## What is expected
Could you write out the records below exactly as they appear, leaving out any pictures?

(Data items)
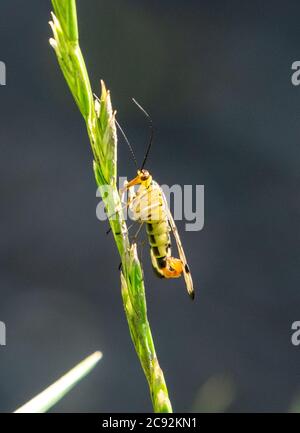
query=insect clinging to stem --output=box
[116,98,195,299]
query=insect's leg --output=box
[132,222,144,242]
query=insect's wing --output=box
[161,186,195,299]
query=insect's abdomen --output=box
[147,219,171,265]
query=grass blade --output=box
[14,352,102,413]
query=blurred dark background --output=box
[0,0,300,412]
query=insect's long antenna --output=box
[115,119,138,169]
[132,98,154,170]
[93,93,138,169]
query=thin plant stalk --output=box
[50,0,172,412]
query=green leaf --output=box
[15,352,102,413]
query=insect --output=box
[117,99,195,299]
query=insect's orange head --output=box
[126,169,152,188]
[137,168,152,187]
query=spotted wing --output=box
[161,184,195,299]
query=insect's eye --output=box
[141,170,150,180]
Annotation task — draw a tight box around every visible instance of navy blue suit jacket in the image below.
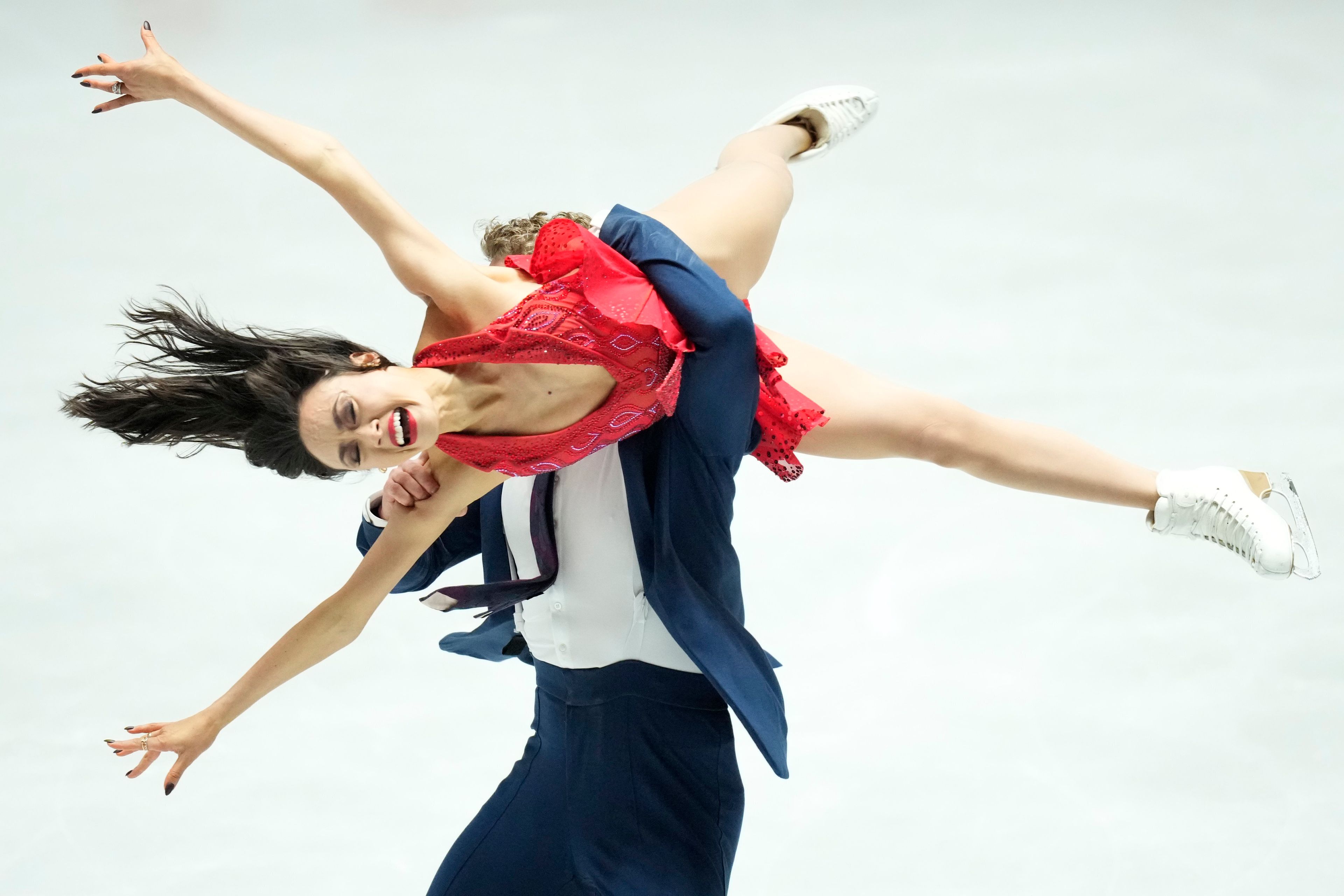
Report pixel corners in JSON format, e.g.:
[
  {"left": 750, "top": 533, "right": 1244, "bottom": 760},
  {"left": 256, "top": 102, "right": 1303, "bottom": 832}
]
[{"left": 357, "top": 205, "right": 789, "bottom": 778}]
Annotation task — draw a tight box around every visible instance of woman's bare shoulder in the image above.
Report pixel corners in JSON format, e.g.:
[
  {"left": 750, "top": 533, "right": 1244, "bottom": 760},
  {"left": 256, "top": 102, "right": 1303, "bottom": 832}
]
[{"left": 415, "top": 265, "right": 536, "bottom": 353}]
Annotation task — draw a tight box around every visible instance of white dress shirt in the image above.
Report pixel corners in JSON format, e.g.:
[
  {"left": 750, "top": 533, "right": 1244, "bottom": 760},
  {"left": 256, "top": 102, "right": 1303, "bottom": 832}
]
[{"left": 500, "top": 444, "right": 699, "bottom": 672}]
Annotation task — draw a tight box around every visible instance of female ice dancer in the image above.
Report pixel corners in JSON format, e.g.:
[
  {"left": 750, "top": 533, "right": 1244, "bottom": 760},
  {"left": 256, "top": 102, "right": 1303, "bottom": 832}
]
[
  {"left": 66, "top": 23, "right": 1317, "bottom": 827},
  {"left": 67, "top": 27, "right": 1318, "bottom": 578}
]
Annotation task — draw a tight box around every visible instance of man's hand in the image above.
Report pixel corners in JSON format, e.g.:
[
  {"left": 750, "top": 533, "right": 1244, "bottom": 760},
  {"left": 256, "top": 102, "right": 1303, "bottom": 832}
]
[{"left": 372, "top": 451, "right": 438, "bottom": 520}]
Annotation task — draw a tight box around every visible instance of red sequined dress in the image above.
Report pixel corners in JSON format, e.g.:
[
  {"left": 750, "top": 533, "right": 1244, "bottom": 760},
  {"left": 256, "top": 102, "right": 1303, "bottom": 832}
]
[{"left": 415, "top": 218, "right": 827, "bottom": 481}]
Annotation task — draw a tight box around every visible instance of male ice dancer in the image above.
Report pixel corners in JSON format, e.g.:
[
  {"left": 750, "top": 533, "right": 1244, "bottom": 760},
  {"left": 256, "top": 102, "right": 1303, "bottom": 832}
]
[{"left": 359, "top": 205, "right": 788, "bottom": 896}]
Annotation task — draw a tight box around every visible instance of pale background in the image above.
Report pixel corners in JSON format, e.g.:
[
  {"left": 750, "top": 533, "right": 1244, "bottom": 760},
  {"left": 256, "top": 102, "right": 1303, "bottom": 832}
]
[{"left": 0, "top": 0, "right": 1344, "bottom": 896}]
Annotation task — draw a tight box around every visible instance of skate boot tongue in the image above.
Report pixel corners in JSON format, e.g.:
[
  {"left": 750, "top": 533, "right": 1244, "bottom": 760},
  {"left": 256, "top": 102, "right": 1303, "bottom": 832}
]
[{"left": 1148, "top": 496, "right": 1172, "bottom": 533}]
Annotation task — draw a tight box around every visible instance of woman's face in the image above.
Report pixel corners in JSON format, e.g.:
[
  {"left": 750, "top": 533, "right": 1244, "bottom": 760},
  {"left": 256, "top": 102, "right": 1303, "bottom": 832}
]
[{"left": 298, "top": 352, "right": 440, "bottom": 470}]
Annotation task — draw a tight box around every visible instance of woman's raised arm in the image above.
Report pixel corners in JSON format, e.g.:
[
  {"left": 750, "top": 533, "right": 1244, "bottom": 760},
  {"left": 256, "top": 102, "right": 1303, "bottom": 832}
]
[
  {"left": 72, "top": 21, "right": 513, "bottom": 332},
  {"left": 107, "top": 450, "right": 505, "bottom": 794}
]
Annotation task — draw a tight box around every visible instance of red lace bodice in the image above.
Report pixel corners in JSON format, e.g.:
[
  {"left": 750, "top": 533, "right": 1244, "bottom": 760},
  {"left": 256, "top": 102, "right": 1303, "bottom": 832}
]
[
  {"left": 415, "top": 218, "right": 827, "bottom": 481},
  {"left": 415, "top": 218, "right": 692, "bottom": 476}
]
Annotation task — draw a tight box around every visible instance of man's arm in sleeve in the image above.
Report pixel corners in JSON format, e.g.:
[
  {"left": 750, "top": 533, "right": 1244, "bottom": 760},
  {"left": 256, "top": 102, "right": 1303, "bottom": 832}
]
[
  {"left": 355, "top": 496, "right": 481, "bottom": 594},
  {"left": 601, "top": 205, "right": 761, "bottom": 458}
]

## Response for this exercise
query=insect clinging to stem --output=box
[116,98,195,299]
query=insect's leg --output=box
[132,222,144,242]
query=insect's wing --output=box
[161,186,195,299]
query=insect's abdomen --output=box
[147,219,171,265]
query=grass blade --output=box
[14,352,102,413]
query=blurred dark background --output=box
[0,0,300,412]
query=insect's long antenna --output=box
[115,119,138,169]
[132,98,154,170]
[93,93,138,169]
query=thin plant stalk --output=box
[50,0,172,412]
query=green leaf --output=box
[15,352,102,413]
query=insect --output=box
[117,99,195,299]
query=insect's orange head --output=box
[126,169,152,188]
[137,168,152,187]
query=spotted wing --output=box
[161,184,195,299]
query=insect's eye --output=box
[141,170,150,180]
Annotation task — draw a tight box around every visible instance of navy blue suit jacket in the image below.
Report pixel corners in JSON format, e.g.:
[
  {"left": 750, "top": 533, "right": 1244, "bottom": 760},
  {"left": 256, "top": 102, "right": 1303, "bottom": 832}
]
[{"left": 357, "top": 205, "right": 789, "bottom": 778}]
Annotation task — draw a tight box around every visible instance of woman's bare shoulder in the image above.
Report pixel corners in JSON format, e.g.:
[
  {"left": 750, "top": 533, "right": 1244, "bottom": 760},
  {"left": 256, "top": 102, "right": 1303, "bottom": 832}
]
[{"left": 415, "top": 265, "right": 536, "bottom": 353}]
Annotation task — draw a tight box around every visible instance of white dress shirt in the image above.
Report pixel corners in JSON format, e.g.:
[
  {"left": 750, "top": 533, "right": 1244, "bottom": 760},
  {"left": 256, "top": 102, "right": 1303, "bottom": 832}
]
[{"left": 500, "top": 444, "right": 699, "bottom": 672}]
Annotation task — draw a tight box around every visible instance of female ice dancer in the image above.
Report pixel corners in JSON format, e.g.:
[
  {"left": 750, "top": 533, "right": 1244, "bottom": 760},
  {"left": 256, "top": 102, "right": 1303, "bottom": 832}
]
[
  {"left": 66, "top": 23, "right": 1317, "bottom": 827},
  {"left": 67, "top": 27, "right": 1318, "bottom": 578}
]
Annotation task — draw a tight box around every visible instance of man's hand in the image above.
Report pixel corners in JSON format, e.g.:
[
  {"left": 750, "top": 533, "right": 1244, "bottom": 760},
  {"left": 256, "top": 102, "right": 1303, "bottom": 832}
]
[{"left": 372, "top": 451, "right": 438, "bottom": 520}]
Annotation task — draw a tight box around every visible instance of red sequined dress in the image above.
Report pixel corners in JSON format, e.g.:
[
  {"left": 750, "top": 533, "right": 1244, "bottom": 760},
  {"left": 256, "top": 102, "right": 1303, "bottom": 832}
]
[{"left": 415, "top": 218, "right": 827, "bottom": 481}]
Annotation task — draw a tight box around every visible instance of male ice dancer in the image above.
Report pixel corners in JSON format, e.g.:
[
  {"left": 750, "top": 533, "right": 1244, "bottom": 760},
  {"left": 256, "top": 102, "right": 1303, "bottom": 832}
]
[{"left": 359, "top": 205, "right": 788, "bottom": 896}]
Annotation task — draw a tight box around every visible instance of pale background in the image above.
Report pixel corners in JSON format, e.g.:
[
  {"left": 750, "top": 533, "right": 1244, "bottom": 760},
  {"left": 256, "top": 102, "right": 1303, "bottom": 832}
]
[{"left": 0, "top": 0, "right": 1344, "bottom": 896}]
Annotation task — draw a tight box around every visible instance of skate boot tongue in the image above.
Report pixel corners in JSON format, e.g.:
[
  {"left": 750, "top": 533, "right": 1244, "bottom": 760},
  {"left": 256, "top": 102, "right": 1303, "bottom": 832}
]
[{"left": 1148, "top": 496, "right": 1172, "bottom": 533}]
Annotation task — draw a tight box around every visible instance of woman's face in the image above.
Report pixel corners in JSON format, e.g.:
[
  {"left": 750, "top": 533, "right": 1244, "bottom": 760},
  {"left": 256, "top": 102, "right": 1303, "bottom": 832}
]
[{"left": 298, "top": 352, "right": 440, "bottom": 470}]
Annotation task — draw a tight box around every visible instance of woman's raised arm in the image above.
Report pixel corners in JSON format, e.g.:
[
  {"left": 750, "top": 533, "right": 1244, "bottom": 760},
  {"left": 256, "top": 102, "right": 1303, "bottom": 832}
]
[
  {"left": 72, "top": 21, "right": 513, "bottom": 332},
  {"left": 107, "top": 450, "right": 505, "bottom": 794}
]
Annotation task — draw a tight box around every visible instance of red lace bodice in the image above.
Report pixel corners in JSON format, e.g.:
[
  {"left": 750, "top": 533, "right": 1244, "bottom": 760},
  {"left": 256, "top": 102, "right": 1303, "bottom": 832}
]
[
  {"left": 415, "top": 218, "right": 827, "bottom": 481},
  {"left": 415, "top": 218, "right": 692, "bottom": 476}
]
Annotation task — draw a tight box around every visible instance of man's arm in sleeve in the image above.
Report pixel corners in JSON format, e.g.:
[
  {"left": 750, "top": 533, "right": 1244, "bottom": 760},
  {"left": 256, "top": 102, "right": 1303, "bottom": 832}
]
[
  {"left": 355, "top": 496, "right": 481, "bottom": 594},
  {"left": 601, "top": 205, "right": 761, "bottom": 458}
]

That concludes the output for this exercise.